Prompt. Please reproduce every record, keeping each one exactly as written.

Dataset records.
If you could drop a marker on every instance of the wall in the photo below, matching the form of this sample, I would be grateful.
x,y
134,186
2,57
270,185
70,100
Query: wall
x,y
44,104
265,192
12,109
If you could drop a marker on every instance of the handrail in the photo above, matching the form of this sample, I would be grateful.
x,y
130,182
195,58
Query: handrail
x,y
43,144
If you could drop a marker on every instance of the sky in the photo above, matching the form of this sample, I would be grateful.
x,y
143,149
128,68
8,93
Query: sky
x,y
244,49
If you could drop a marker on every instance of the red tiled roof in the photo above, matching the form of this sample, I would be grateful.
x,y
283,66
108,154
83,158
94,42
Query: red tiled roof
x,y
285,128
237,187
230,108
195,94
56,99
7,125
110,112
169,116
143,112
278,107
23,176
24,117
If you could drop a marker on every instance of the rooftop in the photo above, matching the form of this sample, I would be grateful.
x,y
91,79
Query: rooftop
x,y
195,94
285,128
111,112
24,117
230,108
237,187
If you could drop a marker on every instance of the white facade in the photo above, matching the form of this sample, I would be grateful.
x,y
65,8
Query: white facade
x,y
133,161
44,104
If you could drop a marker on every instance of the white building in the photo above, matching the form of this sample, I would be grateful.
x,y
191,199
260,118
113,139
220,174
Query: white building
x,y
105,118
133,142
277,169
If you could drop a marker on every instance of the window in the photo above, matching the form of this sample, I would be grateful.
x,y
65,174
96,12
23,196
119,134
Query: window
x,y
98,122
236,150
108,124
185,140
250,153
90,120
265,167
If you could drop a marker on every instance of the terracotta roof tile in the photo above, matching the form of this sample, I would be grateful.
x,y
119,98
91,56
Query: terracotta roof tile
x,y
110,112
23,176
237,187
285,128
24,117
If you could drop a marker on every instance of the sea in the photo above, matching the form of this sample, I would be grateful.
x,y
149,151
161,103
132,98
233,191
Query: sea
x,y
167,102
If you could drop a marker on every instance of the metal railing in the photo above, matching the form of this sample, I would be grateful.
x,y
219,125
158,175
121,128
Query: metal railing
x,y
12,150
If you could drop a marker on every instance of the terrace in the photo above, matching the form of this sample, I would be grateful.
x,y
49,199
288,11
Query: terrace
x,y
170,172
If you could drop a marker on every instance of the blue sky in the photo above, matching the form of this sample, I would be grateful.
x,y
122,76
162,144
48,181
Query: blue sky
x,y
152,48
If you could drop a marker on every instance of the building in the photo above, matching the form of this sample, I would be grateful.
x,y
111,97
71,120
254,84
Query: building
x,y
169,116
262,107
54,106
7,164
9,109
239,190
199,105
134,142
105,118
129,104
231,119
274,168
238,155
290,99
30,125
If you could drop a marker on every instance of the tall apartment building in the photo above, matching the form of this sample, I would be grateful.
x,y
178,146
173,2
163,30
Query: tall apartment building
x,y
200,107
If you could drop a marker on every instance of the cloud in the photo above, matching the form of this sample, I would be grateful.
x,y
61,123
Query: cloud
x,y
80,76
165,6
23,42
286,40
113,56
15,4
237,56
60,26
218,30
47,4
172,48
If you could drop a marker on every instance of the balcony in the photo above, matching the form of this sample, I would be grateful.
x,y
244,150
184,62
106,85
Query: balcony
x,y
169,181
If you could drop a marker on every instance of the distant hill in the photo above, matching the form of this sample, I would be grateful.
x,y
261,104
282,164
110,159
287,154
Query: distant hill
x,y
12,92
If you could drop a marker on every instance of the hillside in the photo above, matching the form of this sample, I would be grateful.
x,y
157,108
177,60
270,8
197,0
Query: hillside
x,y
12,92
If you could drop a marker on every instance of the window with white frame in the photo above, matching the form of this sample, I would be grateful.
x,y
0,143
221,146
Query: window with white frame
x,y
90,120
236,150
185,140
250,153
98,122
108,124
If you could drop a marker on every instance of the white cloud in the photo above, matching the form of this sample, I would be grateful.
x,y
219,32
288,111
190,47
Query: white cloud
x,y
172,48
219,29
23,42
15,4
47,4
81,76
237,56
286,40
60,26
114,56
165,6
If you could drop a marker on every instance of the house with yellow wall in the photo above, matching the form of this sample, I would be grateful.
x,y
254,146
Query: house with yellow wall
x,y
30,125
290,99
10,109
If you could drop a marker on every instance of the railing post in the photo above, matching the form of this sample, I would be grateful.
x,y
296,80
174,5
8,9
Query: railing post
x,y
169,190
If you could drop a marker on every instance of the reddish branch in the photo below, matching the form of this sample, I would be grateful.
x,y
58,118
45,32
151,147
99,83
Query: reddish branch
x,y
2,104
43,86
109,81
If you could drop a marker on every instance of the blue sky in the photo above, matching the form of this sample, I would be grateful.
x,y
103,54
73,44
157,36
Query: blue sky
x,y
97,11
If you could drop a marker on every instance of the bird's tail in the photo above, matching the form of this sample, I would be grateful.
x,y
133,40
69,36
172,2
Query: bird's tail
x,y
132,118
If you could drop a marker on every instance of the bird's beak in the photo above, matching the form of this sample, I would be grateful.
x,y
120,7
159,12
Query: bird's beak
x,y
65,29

Written solution.
If you could drop a marker on every instance of the wall in the photo below, matching the form of this sample, I would be grateful.
x,y
134,186
2,57
270,185
70,100
Query: wall
x,y
44,104
265,192
12,109
If you could drop a marker on every instance of the handrail in the photo above, matching the form of this sample, I would be grateful.
x,y
130,182
195,58
Query: handrail
x,y
43,144
If you could drop a marker on every instance of the sky in the photo above, matching the form of this sample, I would be grateful.
x,y
143,149
128,68
8,93
Query: sky
x,y
244,49
If you could drop a marker on every instance of the red tiled roof in the photo above, matching the form of this sample, I would be grateful.
x,y
283,66
108,154
83,158
94,42
Query: red tiled roof
x,y
285,128
237,187
230,108
195,94
56,99
7,125
110,112
169,116
143,112
278,107
23,176
24,117
If you could drop a marker on every instance of the rooftop in the photo above, matching the form of this sample, I would be grateful.
x,y
91,79
Query: rooftop
x,y
195,94
285,128
111,112
24,117
230,108
237,187
If you could drop a marker on every instance of the white facade in the photo above, matching the form of this sample, I would be grateful.
x,y
65,8
Query: white facade
x,y
133,161
44,104
If you could drop a marker on every instance of the white building in the photo above, matching the form of this sample, I would be grateful.
x,y
191,199
260,118
113,139
220,174
Query: white building
x,y
105,118
133,142
277,169
If you could drop a marker on every instance of the window in the photo above, matching the form of this sample, I would be grateful.
x,y
65,174
96,12
23,196
119,134
Query: window
x,y
98,122
236,150
108,124
185,140
250,153
90,120
265,167
If you could drop a marker on every instance of the terracotta roof tile in the photo above, matching the form of this sample, I would be grateful.
x,y
119,98
91,56
Query: terracotta roof tile
x,y
110,112
23,176
237,187
285,128
24,117
If you could drop a marker on every instance of the sea in the photo above, matching the form of this sample, I would be grateful.
x,y
149,151
161,103
132,98
233,191
Query: sea
x,y
167,102
If you could drop a marker on every instance of the metal railing in the photo above, matching the form of this sample, I would be grateful.
x,y
219,125
158,175
121,128
Query: metal railing
x,y
12,150
If you could drop a marker on every instance of the terrace in the photo above, matching the form of this sample, I would be grateful.
x,y
49,199
288,11
Query: terrace
x,y
170,172
If you could drop a marker on every instance of the blue sky in the photo above, matching the form of this sample, I would be grateful.
x,y
122,76
162,144
48,181
Query: blue sky
x,y
152,48
If you could drop a marker on every instance of the building in the photo above, matching the form of this sample, I would be grateful.
x,y
111,97
71,120
254,84
Query: building
x,y
169,116
262,107
54,106
7,164
9,109
239,190
199,105
134,142
105,118
129,104
231,119
274,168
238,155
290,99
30,125
If you could drop a marker on every instance of the tall apartment building in the photo above, matching the form of this sample, I would be grateful.
x,y
178,146
173,2
163,30
Query: tall apartment building
x,y
200,107
If you could drop a marker on every instance of the cloud in the photo above, matching the form of this sample, I would be grateful.
x,y
61,123
Query: cloud
x,y
80,76
165,6
23,42
286,40
113,56
15,4
237,56
60,26
218,30
47,4
172,48
If you could drop a marker on every instance of the balcony in the photo above, matching the form of this sample, I would be grateful.
x,y
244,150
184,62
106,85
Query: balcony
x,y
169,181
If you could drop a marker on every instance of the distant hill in the photo above, matching the form of this sample, I would be grateful.
x,y
261,104
282,164
110,159
287,154
Query: distant hill
x,y
12,92
If you could drop a marker on every instance of the hillside in the photo above, matching the form of this sample, I would be grateful.
x,y
157,108
177,60
270,8
197,0
Query: hillside
x,y
12,92
If you could drop a marker on every instance of the window with white frame in the photo above, matching the form of this sample, I would be grateful.
x,y
0,143
221,146
Query: window with white frame
x,y
90,120
236,150
185,140
250,153
98,122
108,124
If you could drop a marker on every instance of the white cloud in the photo above, matching the form of this sample, I would be grateful.
x,y
219,32
288,111
190,47
Query: white cloud
x,y
172,48
219,29
23,42
15,4
47,4
81,76
237,56
286,40
60,26
114,56
165,6
If you could drop a marker on every instance of the house with yellow wall in the photo above, matching the form of this sample, I would be grateful.
x,y
254,146
Query: house with yellow wall
x,y
30,125
290,99
10,109
If you could drop a marker on every instance of the railing post in the photo above, matching the form of this sample, I would be grateful.
x,y
296,80
174,5
8,9
Query: railing post
x,y
169,190
If you could drop a marker on every instance of the reddish branch in the photo below, matching the form of this sample, I would be grateful.
x,y
58,118
45,32
151,147
99,83
Query: reddish branch
x,y
2,104
43,86
109,81
If you could drop a marker on every instance of the blue sky in the photo above, matching the form of this sample, I would be grateful.
x,y
103,54
73,44
157,36
Query: blue sky
x,y
97,11
If you could drop a marker on every instance of the bird's tail in the photo above, matching the form of this sample, I would be grateful.
x,y
133,40
69,36
172,2
Query: bird's tail
x,y
132,118
If you could drop a marker on every instance of the bird's beak in the photo above, matching the form of this sample, I would be grateful.
x,y
120,7
159,12
Query: bird's beak
x,y
65,29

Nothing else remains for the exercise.